- [Exercise objective]:
Write out the lines below word for word, leaving out the pictures.

Raw records:
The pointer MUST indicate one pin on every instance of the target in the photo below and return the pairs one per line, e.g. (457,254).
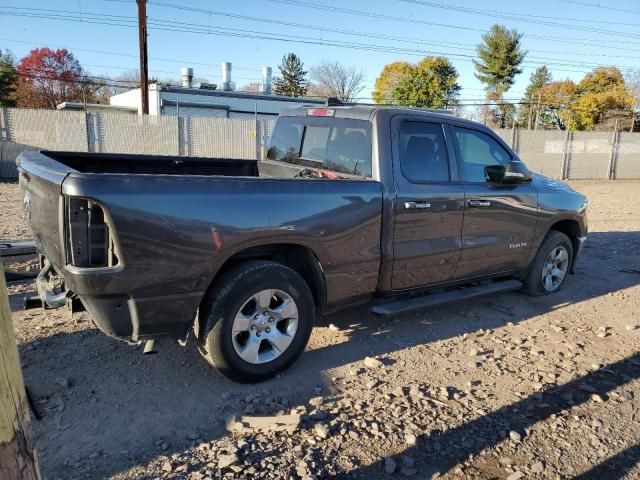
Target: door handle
(479,203)
(416,205)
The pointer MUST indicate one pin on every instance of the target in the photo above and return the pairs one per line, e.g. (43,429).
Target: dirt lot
(500,387)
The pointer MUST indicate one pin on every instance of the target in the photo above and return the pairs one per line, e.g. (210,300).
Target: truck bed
(153,164)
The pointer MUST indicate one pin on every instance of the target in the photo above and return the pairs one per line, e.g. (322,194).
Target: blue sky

- [Complete response]:
The pointer MUST indicate one pin on every instance of the target in the photo below and return the pairs one per line, e.g. (457,254).
Target: door handle
(479,203)
(416,205)
The pointer MUST indicate one pin on every instance of the target in the photo above and return the pairs one per line, e.g. (43,429).
Target: dirt lot
(500,387)
The pointer MUST indicate one pin on every instance of the target in the photo above and return the pairs one per line, e.g. (210,300).
Target: truck bed
(153,164)
The pointer MUST indicate one pin on every instance of the target in the photo above and return the pairs one per line, e.g. (322,194).
Target: blue sky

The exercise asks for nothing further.